Image object location entries:
☆ ☆ ☆
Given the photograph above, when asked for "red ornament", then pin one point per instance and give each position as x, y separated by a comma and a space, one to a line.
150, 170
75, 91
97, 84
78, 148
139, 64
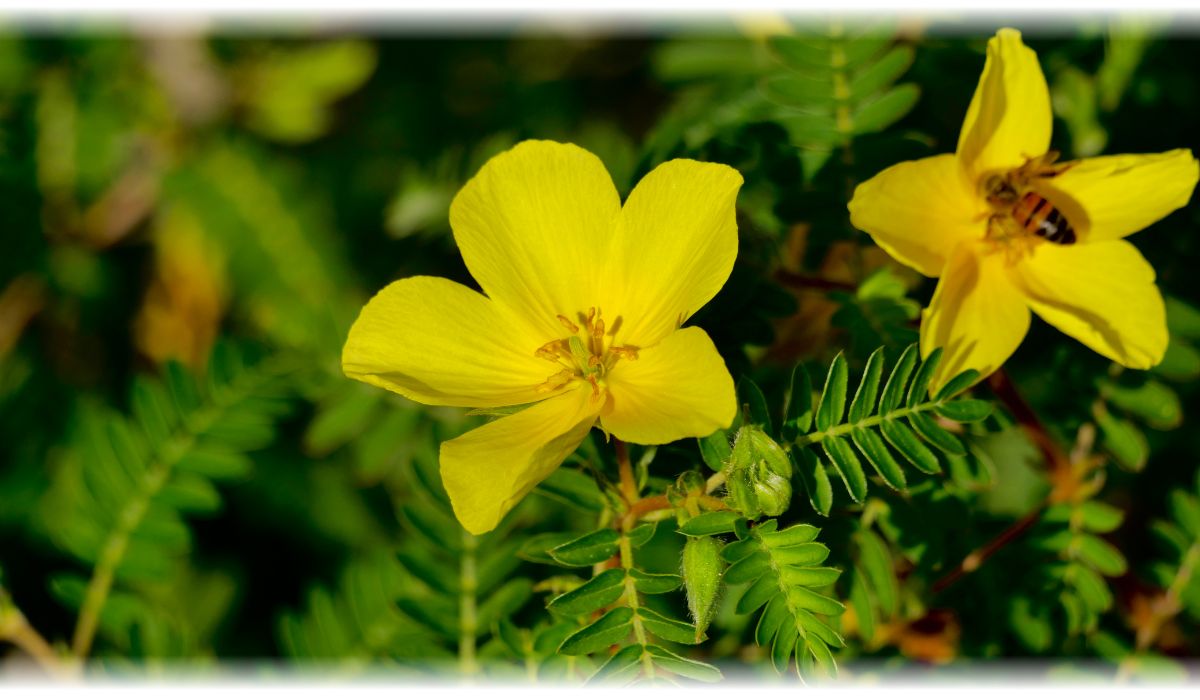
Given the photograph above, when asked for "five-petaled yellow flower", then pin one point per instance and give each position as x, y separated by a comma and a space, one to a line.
582, 313
1008, 229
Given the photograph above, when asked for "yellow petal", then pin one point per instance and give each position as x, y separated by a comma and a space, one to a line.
918, 211
678, 388
439, 342
1009, 118
1110, 197
675, 247
533, 226
977, 315
1102, 294
489, 470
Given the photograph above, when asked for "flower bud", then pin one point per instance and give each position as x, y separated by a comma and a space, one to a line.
773, 491
702, 569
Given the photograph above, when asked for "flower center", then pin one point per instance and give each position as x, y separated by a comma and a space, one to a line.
1020, 216
587, 353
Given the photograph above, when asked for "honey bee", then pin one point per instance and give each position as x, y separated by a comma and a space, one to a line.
1015, 196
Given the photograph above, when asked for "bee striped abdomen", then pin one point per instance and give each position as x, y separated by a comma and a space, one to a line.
1039, 217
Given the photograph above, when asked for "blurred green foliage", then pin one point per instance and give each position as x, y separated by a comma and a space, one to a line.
192, 222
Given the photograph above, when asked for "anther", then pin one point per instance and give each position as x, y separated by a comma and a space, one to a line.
556, 381
567, 323
624, 352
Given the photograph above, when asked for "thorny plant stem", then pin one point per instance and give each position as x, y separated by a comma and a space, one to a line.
1057, 460
16, 629
977, 557
1169, 604
467, 617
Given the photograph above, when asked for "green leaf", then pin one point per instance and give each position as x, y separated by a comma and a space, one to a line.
893, 392
847, 465
670, 629
1122, 440
964, 410
816, 480
799, 533
936, 435
683, 666
868, 389
919, 387
537, 548
959, 383
591, 549
601, 591
881, 73
801, 555
876, 562
1153, 402
702, 576
833, 398
801, 53
642, 533
877, 453
809, 576
622, 665
573, 488
505, 600
612, 628
773, 616
784, 645
713, 522
715, 450
882, 112
1186, 510
802, 597
757, 594
748, 569
754, 404
799, 91
653, 584
215, 464
150, 407
907, 444
1101, 555
862, 603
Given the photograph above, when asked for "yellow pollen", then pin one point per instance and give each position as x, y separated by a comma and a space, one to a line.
567, 323
588, 353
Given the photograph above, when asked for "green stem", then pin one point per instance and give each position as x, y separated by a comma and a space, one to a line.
633, 598
16, 629
468, 622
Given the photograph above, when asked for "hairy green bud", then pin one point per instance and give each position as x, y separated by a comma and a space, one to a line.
702, 569
760, 473
772, 490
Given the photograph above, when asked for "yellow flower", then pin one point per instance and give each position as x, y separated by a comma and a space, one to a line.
1008, 229
581, 317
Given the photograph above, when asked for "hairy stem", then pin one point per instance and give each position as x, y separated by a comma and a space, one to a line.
☆ ☆ ☆
■ GOAL: Find each row above that contains the string "petaled" and copy those rows in full.

■ THE OUTPUT:
Given the photograph above, when asked for "five-petaled yellow flower", then pin one point per instance and give each position as x, y separated by a comma and a space, one to a line.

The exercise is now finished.